• [YOUR TASK]:
Rewrite the stretch from the start of the items through the line containing "[[[181,62],[180,105],[278,104],[278,34],[276,18]]]", substituting "upper-left corner" for "top-left corner" and leaving everything else unchanged. Leave the pictures out of your answer.

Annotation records
====

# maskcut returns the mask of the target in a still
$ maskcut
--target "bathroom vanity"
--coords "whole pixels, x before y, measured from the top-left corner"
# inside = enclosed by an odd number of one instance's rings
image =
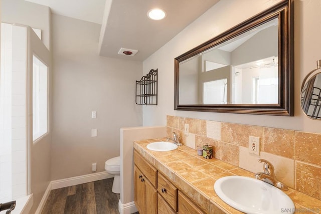
[[[254,178],[254,173],[217,159],[205,159],[184,145],[165,152],[147,149],[148,143],[164,139],[133,143],[134,201],[140,213],[242,213],[222,200],[214,185],[222,177]],[[296,209],[321,210],[320,200],[292,189],[284,192]]]

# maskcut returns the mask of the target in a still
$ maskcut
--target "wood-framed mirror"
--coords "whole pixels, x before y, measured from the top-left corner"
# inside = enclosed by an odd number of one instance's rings
[[[293,116],[292,0],[175,59],[176,110]]]

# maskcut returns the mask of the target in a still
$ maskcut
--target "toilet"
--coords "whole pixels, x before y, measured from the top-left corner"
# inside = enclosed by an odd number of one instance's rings
[[[105,162],[105,170],[109,174],[113,174],[114,182],[111,191],[113,193],[120,193],[120,157],[113,157]]]

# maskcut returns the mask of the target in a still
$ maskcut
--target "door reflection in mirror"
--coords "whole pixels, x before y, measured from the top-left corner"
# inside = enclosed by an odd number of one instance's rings
[[[181,62],[180,105],[278,104],[278,34],[276,18]]]

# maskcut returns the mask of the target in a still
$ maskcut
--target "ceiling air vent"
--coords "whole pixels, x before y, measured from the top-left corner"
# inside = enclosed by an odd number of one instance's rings
[[[118,54],[121,55],[126,55],[133,56],[136,54],[138,51],[137,50],[129,49],[128,48],[120,48]]]

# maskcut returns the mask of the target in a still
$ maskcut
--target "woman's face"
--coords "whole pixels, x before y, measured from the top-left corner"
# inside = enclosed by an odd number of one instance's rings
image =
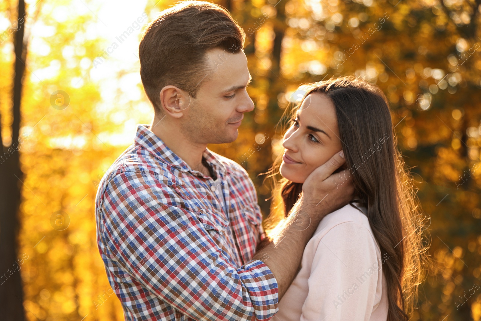
[[[335,107],[325,94],[308,95],[284,135],[280,174],[304,183],[314,169],[342,149]]]

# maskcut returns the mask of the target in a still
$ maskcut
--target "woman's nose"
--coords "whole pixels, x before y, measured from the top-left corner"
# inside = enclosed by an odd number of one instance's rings
[[[292,152],[297,151],[297,145],[296,143],[296,135],[295,131],[288,131],[284,136],[282,141],[282,147],[286,149],[289,149]]]

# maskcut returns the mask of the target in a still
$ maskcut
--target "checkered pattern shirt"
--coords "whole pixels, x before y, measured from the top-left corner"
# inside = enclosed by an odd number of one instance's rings
[[[208,149],[203,159],[213,177],[139,125],[101,181],[97,243],[126,320],[268,320],[277,311],[276,279],[252,259],[263,231],[252,181]]]

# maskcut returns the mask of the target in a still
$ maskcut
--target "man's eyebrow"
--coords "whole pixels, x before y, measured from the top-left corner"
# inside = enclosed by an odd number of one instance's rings
[[[247,85],[246,85],[245,86],[233,86],[231,87],[228,88],[225,90],[223,90],[221,92],[221,94],[224,95],[224,94],[227,94],[228,92],[230,92],[231,91],[234,91],[235,90],[237,90],[238,89],[242,89],[243,88],[245,88],[248,86],[249,86],[249,84],[251,83],[251,82],[252,81],[252,76],[251,76],[250,75],[249,76],[249,81],[247,82]]]
[[[298,120],[301,120],[301,118],[299,117],[299,114],[296,113],[296,117],[297,118]],[[329,139],[331,139],[331,137],[330,137],[330,136],[329,136],[329,134],[328,134],[325,131],[324,131],[324,130],[323,130],[322,129],[319,129],[318,128],[316,128],[316,127],[314,127],[313,126],[307,126],[306,127],[306,128],[307,128],[309,130],[312,130],[313,131],[317,131],[317,132],[320,132],[320,133],[323,133],[328,137],[329,137]]]

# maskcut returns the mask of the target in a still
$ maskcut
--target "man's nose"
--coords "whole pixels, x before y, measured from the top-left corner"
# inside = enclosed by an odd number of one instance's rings
[[[240,106],[239,107],[238,110],[241,113],[248,113],[252,112],[253,109],[254,102],[251,99],[251,97],[249,96],[247,91],[246,91],[244,95],[244,99]]]

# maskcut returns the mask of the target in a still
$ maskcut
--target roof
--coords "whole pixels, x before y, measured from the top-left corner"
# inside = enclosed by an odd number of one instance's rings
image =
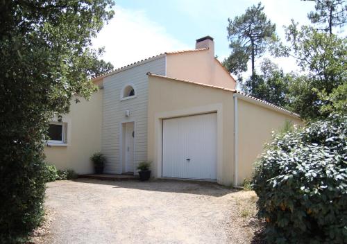
[[[275,105],[273,105],[272,103],[266,102],[266,101],[257,98],[255,98],[255,97],[254,97],[253,96],[251,96],[251,95],[248,95],[248,94],[245,94],[245,93],[244,93],[242,92],[237,91],[236,89],[228,89],[228,88],[226,88],[226,87],[219,87],[219,86],[212,85],[199,83],[199,82],[196,82],[195,81],[192,81],[192,80],[180,80],[180,79],[178,79],[178,78],[176,78],[168,77],[168,76],[161,76],[161,75],[158,75],[158,74],[152,73],[151,72],[148,72],[147,75],[148,76],[154,76],[154,77],[164,78],[167,78],[167,79],[170,79],[170,80],[174,80],[184,82],[190,83],[190,84],[194,84],[194,85],[200,85],[200,86],[203,86],[203,87],[211,87],[211,88],[216,88],[216,89],[222,89],[222,90],[224,90],[224,91],[231,92],[232,92],[234,94],[239,94],[239,95],[241,95],[241,96],[244,96],[245,98],[248,98],[251,101],[255,101],[255,102],[257,102],[257,103],[260,103],[261,104],[262,104],[263,105],[265,105],[266,107],[273,107],[273,109],[275,109],[276,110],[279,110],[279,111],[283,112],[285,112],[286,114],[289,114],[290,115],[292,115],[292,116],[294,116],[296,117],[300,118],[300,116],[298,114],[292,112],[291,112],[289,110],[286,110],[286,109],[285,109],[283,107]]]
[[[274,108],[276,108],[276,109],[277,109],[277,110],[281,110],[281,111],[285,112],[287,112],[287,113],[289,113],[289,114],[291,114],[291,115],[294,115],[294,116],[296,116],[296,117],[299,117],[299,118],[300,118],[300,116],[299,116],[298,114],[296,114],[296,113],[294,113],[294,112],[291,112],[291,111],[287,110],[286,110],[286,109],[285,109],[285,108],[283,108],[283,107],[282,107],[277,106],[277,105],[274,105],[274,104],[272,104],[272,103],[271,103],[266,102],[266,101],[264,101],[264,100],[262,100],[262,99],[257,98],[256,97],[254,97],[254,96],[251,96],[251,95],[248,95],[248,94],[245,94],[245,93],[244,93],[244,92],[240,92],[240,91],[237,91],[237,92],[236,92],[236,93],[237,93],[237,94],[240,94],[240,95],[242,95],[242,96],[246,96],[246,97],[247,97],[247,98],[250,98],[250,99],[252,99],[252,100],[254,100],[254,101],[258,101],[258,102],[262,103],[263,103],[263,104],[264,104],[264,105],[269,105],[269,106],[273,107],[274,107]]]
[[[107,76],[111,76],[111,75],[112,75],[114,73],[120,72],[120,71],[123,71],[123,70],[124,70],[126,69],[129,69],[129,68],[130,68],[132,67],[138,65],[139,64],[140,64],[142,62],[144,62],[145,61],[148,62],[148,61],[151,61],[151,60],[155,60],[156,58],[164,57],[167,54],[176,54],[176,53],[188,53],[188,52],[196,52],[196,51],[204,51],[204,50],[208,50],[208,48],[198,49],[187,49],[187,50],[182,50],[182,51],[177,51],[162,53],[160,53],[160,54],[158,54],[158,55],[154,55],[154,56],[152,56],[152,57],[150,57],[150,58],[145,58],[144,60],[139,60],[139,61],[131,63],[130,64],[121,67],[120,68],[113,69],[113,70],[110,71],[108,72],[105,72],[105,73],[101,73],[100,75],[96,76],[93,77],[92,78],[92,80],[94,80],[94,79],[96,79],[96,78],[104,78],[104,77],[107,77]]]
[[[203,86],[203,87],[211,87],[211,88],[220,89],[222,89],[222,90],[224,90],[224,91],[236,92],[236,90],[232,89],[229,89],[229,88],[219,87],[219,86],[217,86],[217,85],[208,85],[208,84],[196,82],[195,81],[192,81],[192,80],[180,80],[180,79],[178,79],[178,78],[176,78],[168,77],[168,76],[161,76],[161,75],[157,75],[155,73],[152,73],[151,72],[147,72],[147,75],[148,76],[155,76],[155,77],[164,78],[167,78],[167,79],[174,80],[177,80],[177,81],[182,81],[182,82],[187,82],[187,83],[191,83],[191,84],[195,84],[195,85],[201,85],[201,86]]]

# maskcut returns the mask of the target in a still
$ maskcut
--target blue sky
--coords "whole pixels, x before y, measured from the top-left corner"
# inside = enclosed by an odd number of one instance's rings
[[[228,18],[233,19],[259,1],[253,0],[119,0],[115,15],[94,41],[95,47],[104,46],[104,59],[117,67],[164,51],[191,49],[195,40],[205,35],[214,38],[219,59],[228,55]],[[264,12],[277,26],[284,38],[282,26],[291,19],[301,24],[310,23],[307,13],[314,1],[264,0]],[[265,55],[265,57],[268,56]],[[285,71],[296,70],[290,59],[273,61]],[[260,62],[260,61],[258,61]]]

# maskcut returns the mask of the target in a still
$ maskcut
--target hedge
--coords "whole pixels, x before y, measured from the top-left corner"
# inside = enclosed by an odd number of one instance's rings
[[[347,243],[347,116],[278,135],[253,187],[269,243]]]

====

• [RESPONSE]:
# maskcut returns the mask of the target in a still
$ maskcut
--target "bathroom vanity"
--coords "whole pixels, x before y, measured from the upper-left corner"
# inside = enclosed by an odd number of one instance's rings
image =
[[[254,178],[254,173],[217,159],[205,159],[184,145],[165,152],[147,149],[148,143],[164,139],[133,143],[134,201],[140,213],[242,213],[222,200],[214,185],[222,177]],[[296,209],[321,210],[320,200],[292,189],[284,192]]]

# maskcut returns the mask of the target in a still
$ maskcut
--target "wood-framed mirror"
--coords "whole pixels, x before y, measured from the upper-left corner"
# inside = enclosed by an odd number of one instance's rings
[[[293,116],[292,0],[175,59],[176,110]]]

# maskcut returns the mask of the target in a still
$ maskcut
--target "toilet"
--coords "whole pixels, x before y, measured from the upper-left corner"
# inside = enclosed by an odd number of one instance's rings
[[[105,162],[105,170],[109,174],[113,174],[114,182],[111,191],[113,193],[120,193],[120,157],[113,157]]]

# maskcut returns the mask of the target in a still
$ maskcut
--target "door reflection in mirror"
--coords "whole pixels, x before y, measured from the upper-left corner"
# inside = enclosed by an odd number of one instance's rings
[[[181,62],[180,105],[278,104],[278,34],[276,18]]]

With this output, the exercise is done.